TEXT EXTRACT:
## Begin

Single by ASAP Rocky
- Released: July 20, 2023
- Genre: Hip hop; cloud rap;
- Length: 3:09
- Label: AWGE; A$AP Worldwide; RCA;
- Songwriters: Rakim Mayers; Pharrell Williams; Tyler Okonma;
- Producers: ASAP Rocky; Pharrell Williams; Tyler, the Creator;

ASAP Rocky singles chronology
| "Same Problems?" (2023) | "Riot (Rowdy Pipe'n)" (2023) | "Gangsta" (2024) |

Music video
- "RIOT (Rowdy Pipe'n)" on YouTube

= Riot (Rowdy Pipe'n) =

2023 single by ASAP Rocky

"Riot (Rowdy Pipe'n)" is a single by American rapper ASAP Rocky released on July 20, 2023. It was produced by Rocky himself, along with Pharrell Williams and Tyler, the Creator.

==Background==
The song previously leaked in 2021. It originally featured Tyler, the Creator, but he was cut from the final version. ASAP Rocky performed an early version of the song on Amazon Music Live in December 2022. Certain lyrics in the song have fueled rumors that Rocky and his partner Rihanna are married.

The song was used in an advertisement for Beats Electronics, in which Rocky goes to buy diapers for his son, named Rza, at Rihanna's request. It was shot and directed by Rocky in Tokyo and released alongside the song.

## End

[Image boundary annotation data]

## Begin

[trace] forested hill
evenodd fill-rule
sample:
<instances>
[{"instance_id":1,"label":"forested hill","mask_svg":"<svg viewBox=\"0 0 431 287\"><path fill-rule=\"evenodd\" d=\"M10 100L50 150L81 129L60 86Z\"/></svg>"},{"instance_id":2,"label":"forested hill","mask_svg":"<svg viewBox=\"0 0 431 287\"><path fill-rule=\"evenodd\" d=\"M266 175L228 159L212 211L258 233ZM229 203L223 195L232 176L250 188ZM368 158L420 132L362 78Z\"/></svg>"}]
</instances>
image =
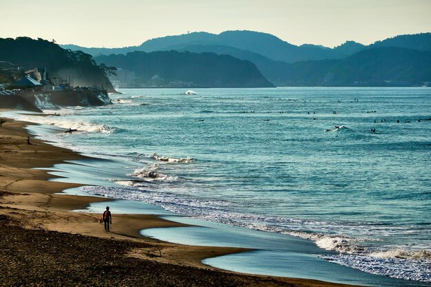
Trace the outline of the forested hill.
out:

## End

WRITTEN TASKS:
a: In the article on the song "Riot (Rowdy Pipe'n)," in which city was the Beats Electronics advertisement shot?
b: Repeat the passage from the article on "Riot (Rowdy Pipe'n)" between "Music video" and "alongside the song.", inclusive.
c: Please pick up the article on the song "Riot (Rowdy Pipe'n)" after its last sentence and continue it.

SET OF ANSWERS:
a: Tokyo.

b:
Music video
- "RIOT (Rowdy Pipe'n)" on YouTube

= Riot (Rowdy Pipe'n) =

2023 single by ASAP Rocky

"Riot (Rowdy Pipe'n)" is a single by American rapper ASAP Rocky released on July 20, 2023. It was produced by Rocky himself, along with Pharrell Williams and Tyler, the Creator.

==Background==
The song previously leaked in 2021. It originally featured Tyler, the Creator, but he was cut from the final version. ASAP Rocky performed an early version of the song on Amazon Music Live in December 2022. Certain lyrics in the song have fueled rumors that Rocky and his partner Rihanna are married.

The song was used in an advertisement for Beats Electronics, in which Rocky goes to buy diapers for his son, named Rza, at Rihanna's request. It was shot and directed by Rocky in Tokyo and released alongside the song.

c:
==Composition and lyrics==
The production begins with Pharrell's signature "four-beat" intro, followed by reverbed horn sounds and an array of synthesizers. In the chorus, ASAP Rocky interpolates the melody of "Smells Like Teen Spirit" by Nirvana and vows to speak out on what he believes in: "We grow, we learn and we live (Woo, woo) / I might start a riot (Woo, woo, woo) / We grow, we learn and we live (Woo, woo, woo) / Opposite of quiet (Woo, woo, woo)". In the post-chorus, he details his fashion inspiration from wrestler Roddy Piper, who was known to wear kilts in the ring: "I just bought designer kilts, yeah, I Roddy Pipe it (Uh, uh) / I just put some BDs on my whip with lime green pipin' (Woo, woo, woo, woo, woo)". His first verse is performed almost a minute into the song, starting with a shout-out to his "wife", who is believed to be Rihanna: "My wife is erotic, I'm smokin' exotic (Woo, woo) / My whip is exotic, my crib is a cottage (Woo, woo, woo) / A wholе lotta cheesy, we gettin' that cottage (Woo, woo) / A wholе lotta brains, I skipped out on college (Woo, woo, woo)." Lyrically, Rocky brags about the expensive cars and clothes in his lifestyle and questions his critics. In the second verse, he continues to make references to Rihanna, name-drops Brent Faiyaz, and hints at a new collaboration with Rihanna.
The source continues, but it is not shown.